▸ **Selected extract**:

A market leader propelled by expansion plans, Cleopatra Hospitals Group (CLHO) is the prominent private hospital group in Egypt in terms of number of beds and facilities with an expected capacity of c800 beds in four organic hospitals, two polyclinics launched in 2019, a newly acquired 50-bed hospital and the acquisition finalisation of a 100-bed hospital. CLHO currently has a 46% market share among the top-10 large private hospitals in Cairo. Management’s key objective is expanding its geographical outreach as well as establish exceptional medical facilities to the untapped Egyptian market. Post-inauguration, CLHO has been steering towards organic optimisation and inorganic developments via expanding current facilities and acquiring low-utilized and inefficient hospitals.
New assets to unlock upside potential
With the acquisition of Queens Hospital and two polyclinics up & running, we updated our previous FV of EGP6.22 to EGP6.60 after rolling over our model for one year. We reiterate that factoring in other projects including Al-Sherouq and Nile Badrawi Hospitals extensions, acquisition of El-Katib Hospital, and Nahda Hospital JV will add EGP3.20 to our current FV to eventually reach EGP9.80. We note that we have yet to incorporate a FV for both the IVF center and a brownfield Hospital in New Cairo upon the completion of due diligence.

▸ **Records**:
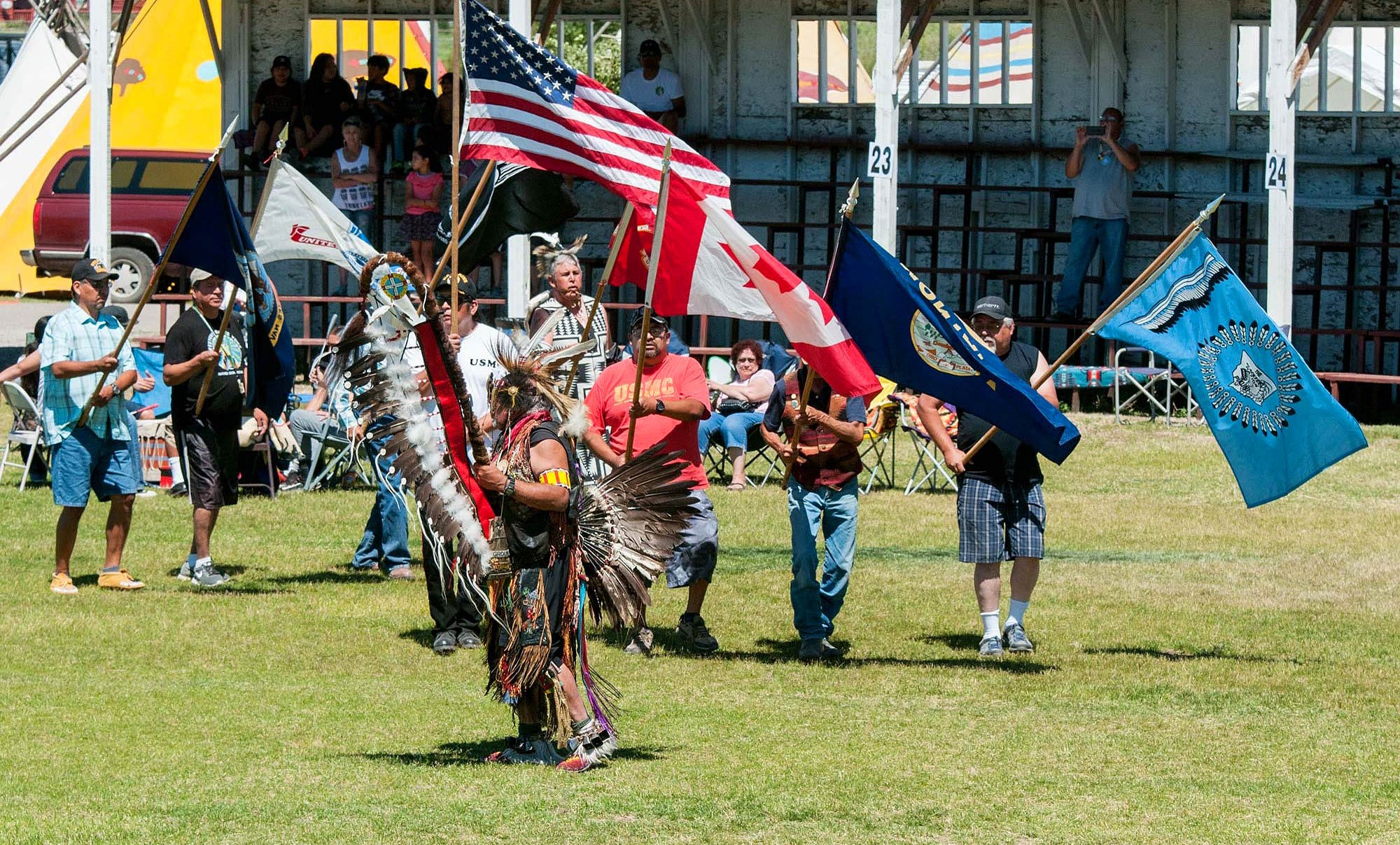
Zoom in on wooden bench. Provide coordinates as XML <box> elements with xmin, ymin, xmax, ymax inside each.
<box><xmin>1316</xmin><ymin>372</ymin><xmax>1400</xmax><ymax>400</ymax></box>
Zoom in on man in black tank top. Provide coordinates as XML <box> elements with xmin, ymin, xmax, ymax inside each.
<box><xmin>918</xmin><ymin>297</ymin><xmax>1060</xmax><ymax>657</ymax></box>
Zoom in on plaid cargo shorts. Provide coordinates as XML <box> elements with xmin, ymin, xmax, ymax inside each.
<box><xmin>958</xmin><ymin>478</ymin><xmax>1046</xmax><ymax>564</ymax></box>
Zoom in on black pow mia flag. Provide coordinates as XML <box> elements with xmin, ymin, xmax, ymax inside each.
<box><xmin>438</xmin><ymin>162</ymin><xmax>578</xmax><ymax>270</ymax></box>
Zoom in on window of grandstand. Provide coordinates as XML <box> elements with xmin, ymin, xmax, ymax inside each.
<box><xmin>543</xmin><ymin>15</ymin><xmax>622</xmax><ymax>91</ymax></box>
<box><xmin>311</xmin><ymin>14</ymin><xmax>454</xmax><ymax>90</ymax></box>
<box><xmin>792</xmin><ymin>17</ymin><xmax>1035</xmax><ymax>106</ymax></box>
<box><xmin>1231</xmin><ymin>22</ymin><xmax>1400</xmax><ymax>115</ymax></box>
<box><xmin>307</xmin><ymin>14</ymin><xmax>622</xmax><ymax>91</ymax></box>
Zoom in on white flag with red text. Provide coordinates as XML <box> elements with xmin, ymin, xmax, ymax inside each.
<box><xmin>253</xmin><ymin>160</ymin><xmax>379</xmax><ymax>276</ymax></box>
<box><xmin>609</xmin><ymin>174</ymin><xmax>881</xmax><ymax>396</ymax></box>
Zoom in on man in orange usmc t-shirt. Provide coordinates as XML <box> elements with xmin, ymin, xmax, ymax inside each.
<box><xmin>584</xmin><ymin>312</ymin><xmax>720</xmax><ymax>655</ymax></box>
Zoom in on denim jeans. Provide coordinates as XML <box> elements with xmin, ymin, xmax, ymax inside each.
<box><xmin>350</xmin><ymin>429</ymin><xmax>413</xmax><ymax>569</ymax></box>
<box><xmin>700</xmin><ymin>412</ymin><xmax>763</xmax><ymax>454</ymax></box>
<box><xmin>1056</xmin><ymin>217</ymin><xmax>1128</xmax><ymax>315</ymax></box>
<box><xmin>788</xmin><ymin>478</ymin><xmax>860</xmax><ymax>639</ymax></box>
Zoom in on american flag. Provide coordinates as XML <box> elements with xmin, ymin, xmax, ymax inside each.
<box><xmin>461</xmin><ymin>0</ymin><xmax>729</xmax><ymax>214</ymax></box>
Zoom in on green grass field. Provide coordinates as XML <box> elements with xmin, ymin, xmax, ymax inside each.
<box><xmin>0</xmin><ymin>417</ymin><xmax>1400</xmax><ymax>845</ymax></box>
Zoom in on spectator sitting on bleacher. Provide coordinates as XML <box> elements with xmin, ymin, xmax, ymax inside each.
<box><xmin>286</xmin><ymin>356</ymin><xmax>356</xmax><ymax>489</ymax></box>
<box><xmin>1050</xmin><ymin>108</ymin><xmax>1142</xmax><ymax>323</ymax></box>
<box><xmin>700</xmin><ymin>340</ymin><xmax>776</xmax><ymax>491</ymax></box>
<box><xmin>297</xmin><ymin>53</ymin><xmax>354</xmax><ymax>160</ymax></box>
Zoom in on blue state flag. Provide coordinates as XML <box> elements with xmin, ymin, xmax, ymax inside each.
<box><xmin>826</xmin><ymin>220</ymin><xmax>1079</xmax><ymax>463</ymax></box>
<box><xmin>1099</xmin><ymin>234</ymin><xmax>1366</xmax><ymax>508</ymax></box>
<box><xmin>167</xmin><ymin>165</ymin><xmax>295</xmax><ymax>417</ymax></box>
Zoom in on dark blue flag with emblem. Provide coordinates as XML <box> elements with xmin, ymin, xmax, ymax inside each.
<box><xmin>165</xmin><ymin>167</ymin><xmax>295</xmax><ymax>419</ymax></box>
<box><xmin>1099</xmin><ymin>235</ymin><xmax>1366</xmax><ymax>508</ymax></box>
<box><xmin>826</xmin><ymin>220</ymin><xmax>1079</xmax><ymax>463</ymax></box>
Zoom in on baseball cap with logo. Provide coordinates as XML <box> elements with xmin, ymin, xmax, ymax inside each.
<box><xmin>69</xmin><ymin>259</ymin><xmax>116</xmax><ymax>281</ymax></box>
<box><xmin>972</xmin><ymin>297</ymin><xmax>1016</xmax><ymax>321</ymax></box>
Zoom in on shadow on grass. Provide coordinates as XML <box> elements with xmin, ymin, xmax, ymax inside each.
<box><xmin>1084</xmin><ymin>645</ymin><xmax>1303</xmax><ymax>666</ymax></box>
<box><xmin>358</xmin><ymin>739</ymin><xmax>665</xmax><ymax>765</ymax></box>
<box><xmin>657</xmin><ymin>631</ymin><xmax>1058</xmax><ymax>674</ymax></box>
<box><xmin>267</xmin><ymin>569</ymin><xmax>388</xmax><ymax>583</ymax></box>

▸ **Brief 1**: In the Cleopatra Hospitals Group text, translate this sentence into Spanish: "CLHO currently has a 46% market share among the top-10 large private hospitals in Cairo."
▸ **Brief 2**: Rewrite the part of the Cleopatra Hospitals Group text starting at "New assets to" and ending at "of due diligence.", putting "repeat" in place of "reiterate".

▸ **Answer box 1**: CLHO tiene actualmente una cuota de mercado del 46 % entre los 10 principales hospitales privados grandes de El Cairo.

▸ **Answer box 2**:
New assets to unlock upside potential
With the acquisition of Queens Hospital and two polyclinics up & running, we updated our previous FV of EGP6.22 to EGP6.60 after rolling over our model for one year. We repeat that factoring in other projects including Al-Sherouq and Nile Badrawi Hospitals extensions, acquisition of El-Katib Hospital, and Nahda Hospital JV will add EGP3.20 to our current FV to eventually reach EGP9.80. We note that we have yet to incorporate a FV for both the IVF center and a brownfield Hospital in New Cairo upon the completion of due diligence.